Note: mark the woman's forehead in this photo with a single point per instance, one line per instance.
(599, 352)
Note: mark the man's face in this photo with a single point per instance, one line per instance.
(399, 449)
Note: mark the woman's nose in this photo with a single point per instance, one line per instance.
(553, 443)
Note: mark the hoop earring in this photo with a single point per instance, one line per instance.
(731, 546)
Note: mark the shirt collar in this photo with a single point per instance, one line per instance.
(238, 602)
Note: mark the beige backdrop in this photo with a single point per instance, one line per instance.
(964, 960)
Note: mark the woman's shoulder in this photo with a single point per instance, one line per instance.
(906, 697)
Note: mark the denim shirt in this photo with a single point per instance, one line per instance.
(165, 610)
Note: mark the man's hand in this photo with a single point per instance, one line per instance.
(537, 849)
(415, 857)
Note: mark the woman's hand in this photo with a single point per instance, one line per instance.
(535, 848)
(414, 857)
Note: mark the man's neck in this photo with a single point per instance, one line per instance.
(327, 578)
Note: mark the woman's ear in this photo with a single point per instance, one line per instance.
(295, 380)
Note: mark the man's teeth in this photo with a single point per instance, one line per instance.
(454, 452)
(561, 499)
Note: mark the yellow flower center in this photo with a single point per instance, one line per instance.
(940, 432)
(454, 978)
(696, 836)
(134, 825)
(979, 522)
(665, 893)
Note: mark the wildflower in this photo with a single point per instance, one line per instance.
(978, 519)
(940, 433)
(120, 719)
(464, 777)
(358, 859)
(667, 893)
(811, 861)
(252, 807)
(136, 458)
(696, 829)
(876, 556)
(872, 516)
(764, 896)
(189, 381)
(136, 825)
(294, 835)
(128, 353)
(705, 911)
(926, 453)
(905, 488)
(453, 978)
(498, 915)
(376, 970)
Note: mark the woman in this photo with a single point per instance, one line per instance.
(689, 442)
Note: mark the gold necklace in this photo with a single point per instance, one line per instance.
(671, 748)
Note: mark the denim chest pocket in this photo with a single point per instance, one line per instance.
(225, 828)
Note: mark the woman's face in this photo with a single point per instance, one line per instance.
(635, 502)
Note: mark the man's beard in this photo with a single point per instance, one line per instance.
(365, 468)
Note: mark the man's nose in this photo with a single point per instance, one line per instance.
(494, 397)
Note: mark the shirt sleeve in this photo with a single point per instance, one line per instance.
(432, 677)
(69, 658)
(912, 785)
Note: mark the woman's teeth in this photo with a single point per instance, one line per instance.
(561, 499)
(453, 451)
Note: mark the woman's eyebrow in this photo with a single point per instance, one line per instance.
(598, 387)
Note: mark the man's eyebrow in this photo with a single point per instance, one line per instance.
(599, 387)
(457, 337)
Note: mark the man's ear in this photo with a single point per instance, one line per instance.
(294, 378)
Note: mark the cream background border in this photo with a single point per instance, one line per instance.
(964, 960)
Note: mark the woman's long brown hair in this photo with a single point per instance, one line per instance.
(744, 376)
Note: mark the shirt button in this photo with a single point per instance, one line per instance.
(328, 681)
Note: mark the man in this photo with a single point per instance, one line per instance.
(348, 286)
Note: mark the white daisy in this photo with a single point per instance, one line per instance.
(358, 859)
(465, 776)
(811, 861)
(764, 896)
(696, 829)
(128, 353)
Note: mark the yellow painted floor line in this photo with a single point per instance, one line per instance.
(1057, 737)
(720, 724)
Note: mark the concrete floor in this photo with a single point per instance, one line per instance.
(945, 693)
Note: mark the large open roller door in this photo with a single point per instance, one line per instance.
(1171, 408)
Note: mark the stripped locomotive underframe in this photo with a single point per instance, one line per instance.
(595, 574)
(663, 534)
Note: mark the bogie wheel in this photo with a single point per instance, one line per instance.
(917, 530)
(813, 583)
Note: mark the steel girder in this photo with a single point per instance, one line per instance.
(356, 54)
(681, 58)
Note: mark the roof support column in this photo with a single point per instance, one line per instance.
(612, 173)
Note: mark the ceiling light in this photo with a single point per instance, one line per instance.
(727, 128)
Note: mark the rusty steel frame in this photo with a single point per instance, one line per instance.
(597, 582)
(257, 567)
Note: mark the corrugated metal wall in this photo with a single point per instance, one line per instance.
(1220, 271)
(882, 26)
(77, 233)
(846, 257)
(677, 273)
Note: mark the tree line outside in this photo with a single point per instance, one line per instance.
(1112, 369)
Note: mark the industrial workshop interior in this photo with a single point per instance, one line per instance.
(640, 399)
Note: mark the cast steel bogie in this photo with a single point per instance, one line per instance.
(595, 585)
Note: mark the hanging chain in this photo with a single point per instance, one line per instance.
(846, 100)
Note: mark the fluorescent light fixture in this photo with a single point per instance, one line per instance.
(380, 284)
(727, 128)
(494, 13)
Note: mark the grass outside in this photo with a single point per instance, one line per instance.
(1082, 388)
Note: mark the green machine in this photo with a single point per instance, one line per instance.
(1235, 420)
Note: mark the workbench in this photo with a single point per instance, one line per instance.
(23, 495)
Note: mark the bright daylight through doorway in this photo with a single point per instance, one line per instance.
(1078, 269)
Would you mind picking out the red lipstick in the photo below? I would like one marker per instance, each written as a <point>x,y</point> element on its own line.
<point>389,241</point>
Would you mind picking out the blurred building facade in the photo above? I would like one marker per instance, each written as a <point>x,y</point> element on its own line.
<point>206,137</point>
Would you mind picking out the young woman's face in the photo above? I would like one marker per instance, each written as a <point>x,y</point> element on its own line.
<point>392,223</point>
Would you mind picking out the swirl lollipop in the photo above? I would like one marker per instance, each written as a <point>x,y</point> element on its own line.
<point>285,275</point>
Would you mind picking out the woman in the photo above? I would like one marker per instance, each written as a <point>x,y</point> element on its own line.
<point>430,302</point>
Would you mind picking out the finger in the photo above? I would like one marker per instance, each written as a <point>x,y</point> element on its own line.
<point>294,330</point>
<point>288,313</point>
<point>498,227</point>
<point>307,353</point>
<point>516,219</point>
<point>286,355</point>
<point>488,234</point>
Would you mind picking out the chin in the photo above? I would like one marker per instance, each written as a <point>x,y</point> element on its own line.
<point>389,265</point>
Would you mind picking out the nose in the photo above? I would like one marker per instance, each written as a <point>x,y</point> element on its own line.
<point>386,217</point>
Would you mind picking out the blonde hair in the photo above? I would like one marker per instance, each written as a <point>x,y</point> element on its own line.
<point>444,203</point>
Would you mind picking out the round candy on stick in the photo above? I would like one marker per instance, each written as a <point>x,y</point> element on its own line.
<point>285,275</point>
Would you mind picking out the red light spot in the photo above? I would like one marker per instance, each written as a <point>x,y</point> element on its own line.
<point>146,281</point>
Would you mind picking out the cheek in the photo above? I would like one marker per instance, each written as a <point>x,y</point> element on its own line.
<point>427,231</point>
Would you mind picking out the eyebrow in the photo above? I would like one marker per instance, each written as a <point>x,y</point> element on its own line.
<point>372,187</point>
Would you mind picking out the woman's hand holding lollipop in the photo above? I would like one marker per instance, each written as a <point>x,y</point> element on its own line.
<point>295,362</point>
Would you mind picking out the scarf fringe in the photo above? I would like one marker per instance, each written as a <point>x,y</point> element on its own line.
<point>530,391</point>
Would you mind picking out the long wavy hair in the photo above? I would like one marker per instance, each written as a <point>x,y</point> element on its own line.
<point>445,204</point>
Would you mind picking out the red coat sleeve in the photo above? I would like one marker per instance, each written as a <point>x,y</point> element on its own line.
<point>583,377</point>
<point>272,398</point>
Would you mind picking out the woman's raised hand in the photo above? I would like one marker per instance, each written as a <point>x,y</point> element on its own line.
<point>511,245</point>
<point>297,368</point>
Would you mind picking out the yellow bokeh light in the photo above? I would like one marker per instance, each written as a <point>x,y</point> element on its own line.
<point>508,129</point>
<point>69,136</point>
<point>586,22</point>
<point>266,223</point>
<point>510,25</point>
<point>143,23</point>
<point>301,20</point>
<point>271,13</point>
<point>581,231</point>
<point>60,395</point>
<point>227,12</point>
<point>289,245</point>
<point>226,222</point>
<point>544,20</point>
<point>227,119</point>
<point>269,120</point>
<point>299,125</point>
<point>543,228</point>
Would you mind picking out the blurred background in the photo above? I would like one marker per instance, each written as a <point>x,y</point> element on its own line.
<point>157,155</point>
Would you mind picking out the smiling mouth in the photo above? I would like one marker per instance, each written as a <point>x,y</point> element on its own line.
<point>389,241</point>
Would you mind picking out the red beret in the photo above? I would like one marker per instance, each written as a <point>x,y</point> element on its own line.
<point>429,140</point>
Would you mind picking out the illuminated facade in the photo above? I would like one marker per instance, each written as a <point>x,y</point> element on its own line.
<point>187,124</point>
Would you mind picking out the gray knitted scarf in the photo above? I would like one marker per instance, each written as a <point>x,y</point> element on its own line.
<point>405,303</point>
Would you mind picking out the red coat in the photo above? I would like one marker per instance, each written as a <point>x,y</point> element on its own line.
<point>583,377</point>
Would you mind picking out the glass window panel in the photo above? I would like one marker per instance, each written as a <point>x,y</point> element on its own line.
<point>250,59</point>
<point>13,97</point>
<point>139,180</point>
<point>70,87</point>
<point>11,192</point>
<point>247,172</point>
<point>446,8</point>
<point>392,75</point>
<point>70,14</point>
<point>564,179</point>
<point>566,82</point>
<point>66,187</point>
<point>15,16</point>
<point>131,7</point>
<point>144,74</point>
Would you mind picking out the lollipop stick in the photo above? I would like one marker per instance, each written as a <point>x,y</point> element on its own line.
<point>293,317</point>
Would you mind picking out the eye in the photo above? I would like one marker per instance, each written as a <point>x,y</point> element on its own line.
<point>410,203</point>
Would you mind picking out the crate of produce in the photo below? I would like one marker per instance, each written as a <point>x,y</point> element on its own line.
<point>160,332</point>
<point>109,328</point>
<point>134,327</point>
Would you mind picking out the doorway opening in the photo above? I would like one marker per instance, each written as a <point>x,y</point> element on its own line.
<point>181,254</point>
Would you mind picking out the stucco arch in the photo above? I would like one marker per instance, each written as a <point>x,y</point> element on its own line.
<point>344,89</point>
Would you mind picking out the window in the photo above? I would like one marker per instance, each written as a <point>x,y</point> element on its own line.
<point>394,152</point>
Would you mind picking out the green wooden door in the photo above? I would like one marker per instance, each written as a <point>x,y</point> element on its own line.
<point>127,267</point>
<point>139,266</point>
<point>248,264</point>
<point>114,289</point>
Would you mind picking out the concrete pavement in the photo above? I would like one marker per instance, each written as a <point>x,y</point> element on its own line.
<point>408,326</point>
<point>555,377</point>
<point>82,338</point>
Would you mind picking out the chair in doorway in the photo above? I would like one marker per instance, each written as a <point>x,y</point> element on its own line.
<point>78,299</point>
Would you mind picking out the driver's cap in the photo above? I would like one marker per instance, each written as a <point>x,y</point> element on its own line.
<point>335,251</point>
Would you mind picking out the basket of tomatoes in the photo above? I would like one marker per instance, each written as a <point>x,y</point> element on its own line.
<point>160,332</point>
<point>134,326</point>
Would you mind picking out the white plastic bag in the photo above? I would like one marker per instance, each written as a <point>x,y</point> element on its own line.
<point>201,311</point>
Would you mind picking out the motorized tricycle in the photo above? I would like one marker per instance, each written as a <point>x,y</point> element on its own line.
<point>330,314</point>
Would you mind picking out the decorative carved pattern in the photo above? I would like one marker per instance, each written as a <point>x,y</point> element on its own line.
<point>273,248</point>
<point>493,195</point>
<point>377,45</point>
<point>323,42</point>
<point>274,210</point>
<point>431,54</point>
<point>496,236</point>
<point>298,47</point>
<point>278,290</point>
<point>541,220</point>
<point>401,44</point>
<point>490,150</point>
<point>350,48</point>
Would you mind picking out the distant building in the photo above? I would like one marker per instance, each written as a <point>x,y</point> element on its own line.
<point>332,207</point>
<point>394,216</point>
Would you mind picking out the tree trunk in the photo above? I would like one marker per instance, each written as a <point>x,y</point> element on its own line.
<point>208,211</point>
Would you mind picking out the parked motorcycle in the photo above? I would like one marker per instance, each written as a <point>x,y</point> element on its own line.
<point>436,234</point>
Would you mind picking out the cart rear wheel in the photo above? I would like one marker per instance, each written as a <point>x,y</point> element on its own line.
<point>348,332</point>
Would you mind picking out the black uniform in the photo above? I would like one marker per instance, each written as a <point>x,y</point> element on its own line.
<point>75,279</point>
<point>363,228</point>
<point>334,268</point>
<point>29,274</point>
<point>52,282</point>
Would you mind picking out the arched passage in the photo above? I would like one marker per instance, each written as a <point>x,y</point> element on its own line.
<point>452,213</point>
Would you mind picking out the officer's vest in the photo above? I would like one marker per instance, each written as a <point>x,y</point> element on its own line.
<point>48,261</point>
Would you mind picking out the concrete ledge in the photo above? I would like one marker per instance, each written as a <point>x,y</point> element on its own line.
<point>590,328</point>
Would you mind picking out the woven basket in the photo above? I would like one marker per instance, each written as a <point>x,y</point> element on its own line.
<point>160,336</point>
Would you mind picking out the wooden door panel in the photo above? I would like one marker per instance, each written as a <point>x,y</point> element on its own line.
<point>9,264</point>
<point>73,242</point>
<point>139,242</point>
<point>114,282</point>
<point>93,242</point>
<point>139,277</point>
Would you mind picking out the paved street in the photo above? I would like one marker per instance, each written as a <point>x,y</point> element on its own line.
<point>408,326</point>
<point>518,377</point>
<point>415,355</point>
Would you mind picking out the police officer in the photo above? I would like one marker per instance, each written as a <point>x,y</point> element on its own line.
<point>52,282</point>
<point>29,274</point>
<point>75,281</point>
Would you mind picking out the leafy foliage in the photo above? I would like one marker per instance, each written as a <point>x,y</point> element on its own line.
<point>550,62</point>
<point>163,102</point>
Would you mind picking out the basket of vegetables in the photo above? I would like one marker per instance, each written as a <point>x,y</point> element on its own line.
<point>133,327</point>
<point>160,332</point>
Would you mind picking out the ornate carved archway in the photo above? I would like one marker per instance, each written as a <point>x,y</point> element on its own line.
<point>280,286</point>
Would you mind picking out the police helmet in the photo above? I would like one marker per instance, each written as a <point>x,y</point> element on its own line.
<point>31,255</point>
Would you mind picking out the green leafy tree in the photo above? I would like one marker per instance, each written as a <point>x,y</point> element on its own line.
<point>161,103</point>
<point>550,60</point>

==============================

EXERCISE DIRECTIONS:
From the line with "Would you mind picking out the green leafy" to the final line of the entries above, return every line exactly as written.

EXERCISE OUTPUT:
Would you mind picking out the green leafy tree in the photo above? I would like one marker per instance, each written as a <point>x,y</point> element on its own line.
<point>161,103</point>
<point>550,60</point>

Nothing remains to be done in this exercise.